#### EXERCISE:
Reproduce every line of the listing below as a numbered list, skipping any blank lines. Leave the picture out of your answer.

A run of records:
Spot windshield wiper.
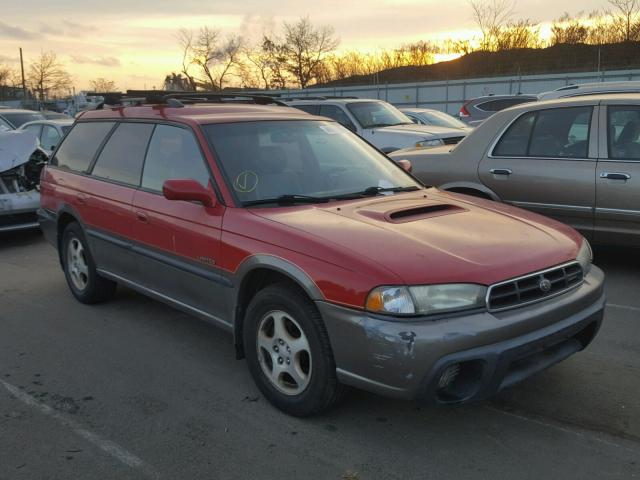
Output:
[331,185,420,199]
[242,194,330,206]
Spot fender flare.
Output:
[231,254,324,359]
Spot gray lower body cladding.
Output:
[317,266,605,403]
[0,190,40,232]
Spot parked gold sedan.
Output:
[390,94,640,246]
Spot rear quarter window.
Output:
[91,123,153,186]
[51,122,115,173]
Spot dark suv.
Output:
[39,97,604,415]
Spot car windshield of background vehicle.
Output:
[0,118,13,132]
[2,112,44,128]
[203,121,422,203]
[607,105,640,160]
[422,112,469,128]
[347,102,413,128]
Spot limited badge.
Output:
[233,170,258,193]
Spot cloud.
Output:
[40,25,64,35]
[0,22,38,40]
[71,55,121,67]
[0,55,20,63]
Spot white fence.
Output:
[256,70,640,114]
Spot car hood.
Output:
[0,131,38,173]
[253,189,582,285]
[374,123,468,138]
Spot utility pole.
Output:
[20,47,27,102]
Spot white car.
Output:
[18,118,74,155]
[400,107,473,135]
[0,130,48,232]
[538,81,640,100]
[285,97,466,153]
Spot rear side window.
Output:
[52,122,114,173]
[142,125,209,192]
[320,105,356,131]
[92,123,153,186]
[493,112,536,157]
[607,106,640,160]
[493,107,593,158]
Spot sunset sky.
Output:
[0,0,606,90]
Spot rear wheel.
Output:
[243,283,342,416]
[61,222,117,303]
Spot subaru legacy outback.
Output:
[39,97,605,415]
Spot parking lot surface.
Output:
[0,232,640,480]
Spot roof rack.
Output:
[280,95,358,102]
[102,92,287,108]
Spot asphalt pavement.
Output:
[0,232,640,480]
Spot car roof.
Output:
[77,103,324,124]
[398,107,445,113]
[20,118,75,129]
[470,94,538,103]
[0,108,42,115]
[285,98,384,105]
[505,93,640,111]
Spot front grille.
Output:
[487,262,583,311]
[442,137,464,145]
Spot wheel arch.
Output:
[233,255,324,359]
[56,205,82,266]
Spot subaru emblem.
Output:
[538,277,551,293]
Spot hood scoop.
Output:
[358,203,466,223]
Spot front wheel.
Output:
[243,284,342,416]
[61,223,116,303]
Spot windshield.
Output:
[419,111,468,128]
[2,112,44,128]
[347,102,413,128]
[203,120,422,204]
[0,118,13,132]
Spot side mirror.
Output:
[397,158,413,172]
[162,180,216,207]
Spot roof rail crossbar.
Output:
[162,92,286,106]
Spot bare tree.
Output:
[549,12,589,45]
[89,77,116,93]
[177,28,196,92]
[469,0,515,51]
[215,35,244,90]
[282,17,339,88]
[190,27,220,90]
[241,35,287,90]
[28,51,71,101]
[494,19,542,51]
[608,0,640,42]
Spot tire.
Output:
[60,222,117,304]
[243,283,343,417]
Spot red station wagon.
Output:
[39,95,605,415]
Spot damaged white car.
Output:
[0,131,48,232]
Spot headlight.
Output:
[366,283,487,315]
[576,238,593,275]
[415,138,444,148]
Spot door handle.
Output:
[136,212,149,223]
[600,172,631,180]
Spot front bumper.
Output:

#### OUTPUT FOR THIS EXERCISE:
1. Spot windshield wiper.
2. Output:
3. [331,185,420,199]
4. [242,194,330,206]
5. Spot fender flare.
6. Output:
7. [231,254,324,359]
8. Spot gray lower body cladding.
9. Output:
10. [317,266,605,403]
11. [0,190,40,232]
12. Spot parked gold sedan.
13. Output:
14. [390,94,640,246]
15. Spot rear quarter window.
16. Output:
17. [91,123,153,186]
18. [51,122,115,173]
19. Spot dark suv.
20. Output:
21. [39,97,604,415]
22. Spot car windshield of background vehicle.
23. Output:
24. [0,118,13,132]
25. [2,112,44,128]
26. [203,121,422,203]
27. [607,105,640,160]
28. [422,112,469,128]
29. [347,102,413,128]
30. Spot limited badge.
31. Output:
32. [233,170,258,193]
33. Spot cloud.
34. Output:
35. [40,25,64,35]
36. [0,22,38,40]
37. [71,55,121,67]
38. [0,55,20,63]
39. Spot white fence.
40. Output:
41. [256,70,640,114]
42. Spot car hood.
43. Output:
44. [0,131,38,173]
45. [253,189,582,285]
46. [374,123,468,138]
47. Spot utility pole.
48. Output:
49. [20,47,27,102]
50. Spot white car.
51. Output:
52. [18,118,74,155]
53. [400,107,473,135]
54. [0,130,48,232]
55. [538,81,640,100]
56. [285,97,466,153]
57. Spot rear side window.
58. Output:
59. [52,122,114,173]
60. [142,125,209,192]
61. [320,105,356,131]
62. [92,123,153,186]
63. [493,112,536,157]
64. [607,106,640,160]
65. [493,107,593,158]
66. Spot sunset sky.
67. Output:
68. [0,0,606,90]
69. Spot rear wheel.
70. Output:
71. [243,283,342,416]
72. [61,222,117,303]
73. Spot subaru legacy outback.
74. Output:
75. [39,97,605,415]
76. Spot parking lot surface.
77. Output:
78. [0,232,640,480]
79. Spot roof rack.
80. Output:
81. [280,95,358,102]
82. [102,92,287,108]
83. Spot asphalt pavement.
84. Output:
85. [0,232,640,480]
86. Spot car roof.
87. Output:
88. [77,103,324,124]
89. [398,107,445,113]
90. [20,118,75,129]
91. [470,94,538,103]
92. [0,108,42,115]
93. [285,98,384,105]
94. [505,93,640,111]
95. Spot front grille.
96. Output:
97. [487,262,583,311]
98. [442,137,464,145]
99. Spot wheel arch.
100. Output:
101. [233,255,324,359]
102. [56,205,82,266]
103. Spot subaru emblem.
104. Output:
105. [538,277,551,293]
106. Spot hood scoop.
107. Output:
108. [358,203,466,223]
109. Spot front wheel.
110. Output:
111. [243,284,342,416]
112. [61,223,116,303]
113. Spot windshield.
114. Output:
115. [419,111,468,128]
116. [2,112,44,128]
117. [347,102,413,128]
118. [203,120,422,204]
119. [0,118,13,132]
120. Spot side mirror.
121. Output:
122. [397,158,413,172]
123. [162,180,216,207]
124. Spot roof rail crossbar.
125. Output:
126. [162,92,286,106]
127. Spot bare tree.
128. Output:
129. [549,12,589,45]
130. [89,77,116,93]
131. [177,28,196,92]
132. [469,0,515,51]
133. [215,35,244,90]
134. [282,17,339,88]
135. [190,27,220,90]
136. [241,35,287,90]
137. [28,51,71,101]
138. [494,19,542,51]
139. [608,0,640,42]
140. Spot tire.
141. Output:
142. [60,222,117,304]
143. [243,283,343,417]
144. Spot red station wagon.
145. Output:
146. [39,95,605,415]
147. Spot damaged white car.
148. Output:
149. [0,131,48,232]
150. Spot headlight.
151. Output:
152. [366,283,487,315]
153. [576,238,593,275]
154. [415,138,444,148]
155. Spot door handle.
156. Output:
157. [136,212,149,223]
158. [600,172,631,180]
159. Spot front bumper.
160. Output:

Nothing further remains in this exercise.